Por Dra. María del Carmen Maqueo Garza

El tema de la inseguridad pública se ha tornado una cuestión crítica para nuestro país. Muy al margen de los folclóricos “policías charros” que adornarán el primer cuadro de la ciudad de México. Muy al margen de las cifras maquilladas del combate a la delincuencia, la situación que vivimos todos los días en las calles y en el interior de nuestros hogares representa un foco rojo que está muy lejos de inspirarnos tranquilidad.

Las instancias del Poder Legislativo están analizando la creación de una Procuraduría que se encargue de los delitos de sustracción, robo o explotación de menores. Las cifras ponen los pelos de punta: Diariamente alrededor de ciento cincuenta menores desaparecen en nuestro país bajo muy diversas circunstancias, llámese sustracción, robo o extravío.

En lo particular me sorprende la indiferencia que muestran muchos de los profesionistas dedicados a la atención de menores hacia su trabajo, como dando a entender que la vida o la integridad de otro ser no es motivo suficiente para desgastarse en mayores empeños. Ello se da dentro del marco de una apatía colectiva propia de nuestros tiempos.

_Líneas extraídas_
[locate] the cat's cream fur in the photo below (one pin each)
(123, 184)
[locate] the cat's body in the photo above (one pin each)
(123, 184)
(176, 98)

_Por hacer_
• A. Resume en dos oraciones el fragmento sobre la inseguridad pública.
• B. Retoma el fragmento sobre la inseguridad pública y continúalo a partir de su última oración.

_Respuestas_
• A. La inseguridad pública se ha convertido en una cuestión crítica para el país, y lo que se vive a diario en las calles y en los hogares está lejos de inspirar tranquilidad. El Poder Legislativo analiza crear una Procuraduría para los delitos de sustracción, robo o explotación de menores, de los que desaparecen cerca de ciento cincuenta al día, mientras muchos profesionistas que los atienden muestran indiferencia en el marco de una apatía colectiva.

• B.
Estoy terminando un interesante libro sobre Paulo Coelho, escritor brasileño considerado actualmente dentro de los más vendidos a nivel mundial. La obra está escrita por Juan Arias, español que ya tiene en su haber varios libros de este género coloquial. Dentro de los temas que abordan ambos escritores, destaca Coelho una frase que en lo personal me explica buena parte de lo que sucede hoy en día, establece la diferencia entre el individuo que sigue adelante y el que no. Y menciona que el primero fracasa, y el segundo se da por derrotado; para el primero sigue habiendo la oportunidad de intentarlo de nuevo, no así para el segundo.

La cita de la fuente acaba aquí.